Stated problem: Please swap "one point per instance" for "a single point for each instance" everywhere in the records below, leaving everything else unchanged and omitting the pictures from your answer.

═════ Dataset

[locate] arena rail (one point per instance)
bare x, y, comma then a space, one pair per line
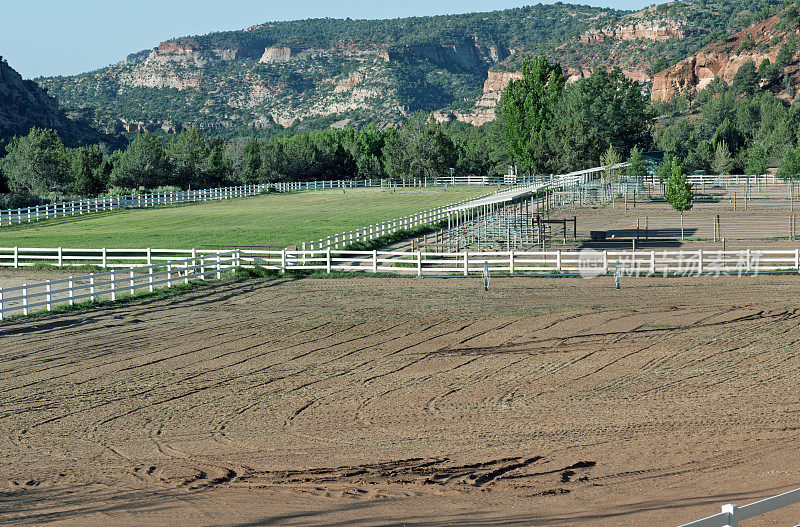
731, 514
113, 284
585, 262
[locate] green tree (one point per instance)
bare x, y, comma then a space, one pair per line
85, 165
610, 160
421, 149
679, 190
745, 81
756, 162
526, 109
664, 168
37, 163
187, 153
143, 164
790, 164
722, 159
636, 168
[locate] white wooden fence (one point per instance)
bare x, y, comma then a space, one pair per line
584, 262
731, 514
371, 232
72, 208
113, 284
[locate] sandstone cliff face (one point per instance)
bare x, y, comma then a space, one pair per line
658, 31
23, 104
721, 60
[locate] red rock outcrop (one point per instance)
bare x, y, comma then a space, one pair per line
720, 60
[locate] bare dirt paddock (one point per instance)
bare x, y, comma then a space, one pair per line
406, 401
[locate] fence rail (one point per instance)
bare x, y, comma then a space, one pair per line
731, 514
585, 262
87, 206
113, 284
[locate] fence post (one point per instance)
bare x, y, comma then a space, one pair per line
731, 510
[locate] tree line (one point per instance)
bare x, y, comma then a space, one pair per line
544, 126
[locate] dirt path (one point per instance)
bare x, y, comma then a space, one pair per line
383, 401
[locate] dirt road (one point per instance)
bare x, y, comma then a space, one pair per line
406, 401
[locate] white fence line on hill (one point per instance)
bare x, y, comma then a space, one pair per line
426, 217
113, 284
586, 262
731, 514
72, 208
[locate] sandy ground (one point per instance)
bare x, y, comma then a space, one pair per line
406, 402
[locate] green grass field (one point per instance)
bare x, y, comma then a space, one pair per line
274, 219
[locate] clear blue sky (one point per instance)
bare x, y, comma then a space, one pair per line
64, 37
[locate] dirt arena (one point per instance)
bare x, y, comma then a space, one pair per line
406, 402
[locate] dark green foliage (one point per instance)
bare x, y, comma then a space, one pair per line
86, 165
421, 149
756, 160
526, 108
37, 163
636, 166
144, 164
790, 164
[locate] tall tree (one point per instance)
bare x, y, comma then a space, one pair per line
722, 159
526, 109
636, 167
85, 165
679, 191
37, 163
143, 164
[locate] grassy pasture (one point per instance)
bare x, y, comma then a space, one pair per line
274, 219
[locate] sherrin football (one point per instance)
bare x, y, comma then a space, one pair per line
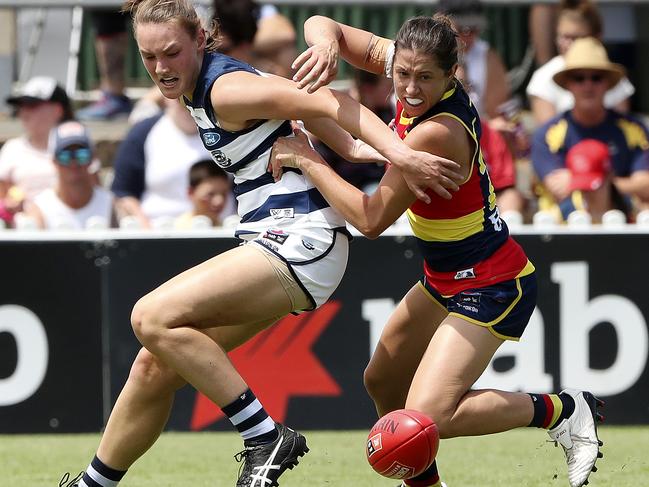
402, 444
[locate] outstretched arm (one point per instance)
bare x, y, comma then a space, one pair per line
241, 97
328, 40
372, 214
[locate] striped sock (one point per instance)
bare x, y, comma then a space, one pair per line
551, 409
251, 419
100, 475
429, 478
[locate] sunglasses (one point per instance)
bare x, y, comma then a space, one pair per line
580, 78
82, 156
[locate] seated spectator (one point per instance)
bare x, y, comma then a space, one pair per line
502, 170
258, 35
151, 167
276, 40
591, 185
111, 46
576, 19
209, 190
26, 166
588, 74
75, 199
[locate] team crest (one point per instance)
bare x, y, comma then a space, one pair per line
211, 138
277, 236
221, 159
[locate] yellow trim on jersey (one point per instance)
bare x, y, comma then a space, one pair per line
403, 120
557, 408
430, 296
448, 93
634, 134
446, 230
556, 135
482, 165
527, 270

══════════

Problem solution:
[locate] arena rail (a single point for each instance)
bare x, y, comma then a space, one pair per line
731, 514
113, 284
585, 262
[locate] green tree (a single point for each instance)
bare x, y, comma then a space, one pair per line
85, 165
610, 160
421, 149
679, 190
745, 81
756, 162
526, 109
664, 168
37, 163
187, 153
143, 164
790, 164
722, 159
636, 168
[locate] white wooden fence (a single point for each instance)
bare x, y, comma then a space, one pair per line
584, 262
731, 514
371, 232
72, 208
113, 284
[locate] sandstone cliff face (a single point for each instance)
bare x, y, comma then a space, one pair per line
658, 31
23, 104
721, 60
[locate] red rock outcrop (a single point for each instance)
bare x, y, comma then a space, one pair per line
720, 60
[locate] bare dirt paddock (a single point for each instance)
bare x, y, comma then a space, one pair per line
406, 401
[locate] fence rail (a single point for each instance)
bare x, y, comma then a space, one pair per line
731, 514
585, 262
87, 206
113, 284
[locate] fence post (a single point for each instance)
bare x, y, comma then a space, one pair per line
731, 510
[locate] tree line (a single point for each instance)
bare x, y, comma then a space, one pair per line
544, 126
[locate] dirt path (a single point for each instance)
bare x, y, comma then a space, one pair per line
383, 401
[locate] dirt road (a single point for each instance)
bare x, y, comma then a space, one pair per line
406, 401
[locate] white fence line on hill (a single point for each instance)
bare x, y, comma then a space, one pair per line
426, 217
113, 284
586, 262
731, 514
72, 208
[locate] sandy ground (a single point for each instance)
bare x, y, comma then a space, one pair per line
406, 402
[locate] green grass field (a single point for each instance)
bare x, y, comma then a space, one pair per line
274, 219
[locate] clear blue sky (a single point for each instance)
bare x, y, comma then a space, one pair per line
64, 37
[locate] dirt arena (a single point for each instance)
bare x, y, comma then a space, one pair per line
406, 402
[locate] dark green foliage (a single point for each instance)
bare x, y, comma then a space, one pair per line
86, 165
421, 149
756, 160
526, 108
37, 163
636, 166
144, 164
790, 164
[locate] tall tree (a single point for each instance)
bare x, y, comma then a space, one pair per line
722, 159
526, 109
636, 167
85, 165
679, 191
37, 163
143, 164
[locate] grassy pasture (a single point for each instance)
bare x, y, comma then a space, one pair per line
274, 219
[locate] sherrin football (a single point for each instance)
bare x, y, comma then a space, one pair per line
402, 444
[locate] outstretched arm (a single point for each instance)
bare x, y, comma then a space, one pair per line
241, 97
328, 40
372, 214
[locate] striped sock (a single point for each instance)
bare x, y, comma then a space, one pair per line
551, 409
251, 419
100, 475
429, 478
[locate] sunglasses (a single point for each instance)
bare x, y, comma then a space, one pair per line
580, 78
82, 156
[locate] seated spectator (a single point for each instance)
bare x, y, comma then a space, one pair per line
502, 170
258, 35
151, 167
276, 40
591, 185
111, 46
576, 19
209, 190
26, 166
588, 74
75, 199
[locate] team crest (a single point for each instance)
bare x, y, comma then a space, one pair per line
211, 138
277, 236
221, 159
[locate] yellow trim on jersey (a single point for each instance)
bare x, y, comma then a space, one pair per line
403, 120
557, 408
430, 296
448, 93
634, 134
446, 230
556, 135
482, 165
527, 270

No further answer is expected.